[AVAILABLE RECORDS]
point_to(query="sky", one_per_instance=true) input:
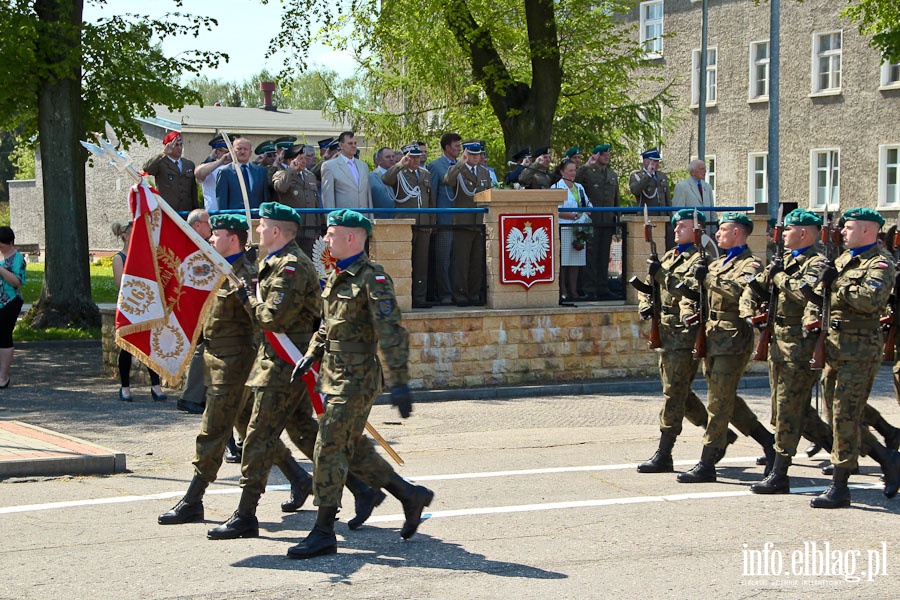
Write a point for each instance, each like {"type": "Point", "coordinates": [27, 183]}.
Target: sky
{"type": "Point", "coordinates": [244, 30]}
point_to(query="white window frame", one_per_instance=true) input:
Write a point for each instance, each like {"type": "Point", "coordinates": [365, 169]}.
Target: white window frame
{"type": "Point", "coordinates": [886, 171]}
{"type": "Point", "coordinates": [890, 75]}
{"type": "Point", "coordinates": [834, 59]}
{"type": "Point", "coordinates": [755, 64]}
{"type": "Point", "coordinates": [653, 45]}
{"type": "Point", "coordinates": [712, 76]}
{"type": "Point", "coordinates": [752, 173]}
{"type": "Point", "coordinates": [832, 172]}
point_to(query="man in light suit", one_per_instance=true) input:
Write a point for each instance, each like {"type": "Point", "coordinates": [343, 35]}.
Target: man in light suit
{"type": "Point", "coordinates": [345, 179]}
{"type": "Point", "coordinates": [693, 191]}
{"type": "Point", "coordinates": [228, 189]}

[EXERCISE DESCRIPTION]
From the line with "Target: sky" to the final line of the listing, write out each line unchanged. Add nothing.

[ANSWER BOX]
Target: sky
{"type": "Point", "coordinates": [244, 30]}
point_to(query="white window frame", one_per_instance=true) input:
Write a point for each instance, each like {"type": "Point", "coordinates": [365, 169]}.
Target: white window frame
{"type": "Point", "coordinates": [886, 171]}
{"type": "Point", "coordinates": [890, 75]}
{"type": "Point", "coordinates": [834, 59]}
{"type": "Point", "coordinates": [755, 64]}
{"type": "Point", "coordinates": [653, 45]}
{"type": "Point", "coordinates": [712, 76]}
{"type": "Point", "coordinates": [752, 173]}
{"type": "Point", "coordinates": [832, 172]}
point_to(query="man in light suit", one_per_instance=true) input:
Write a point for each instance, each like {"type": "Point", "coordinates": [343, 35]}.
Target: man in light suit
{"type": "Point", "coordinates": [345, 179]}
{"type": "Point", "coordinates": [693, 191]}
{"type": "Point", "coordinates": [228, 189]}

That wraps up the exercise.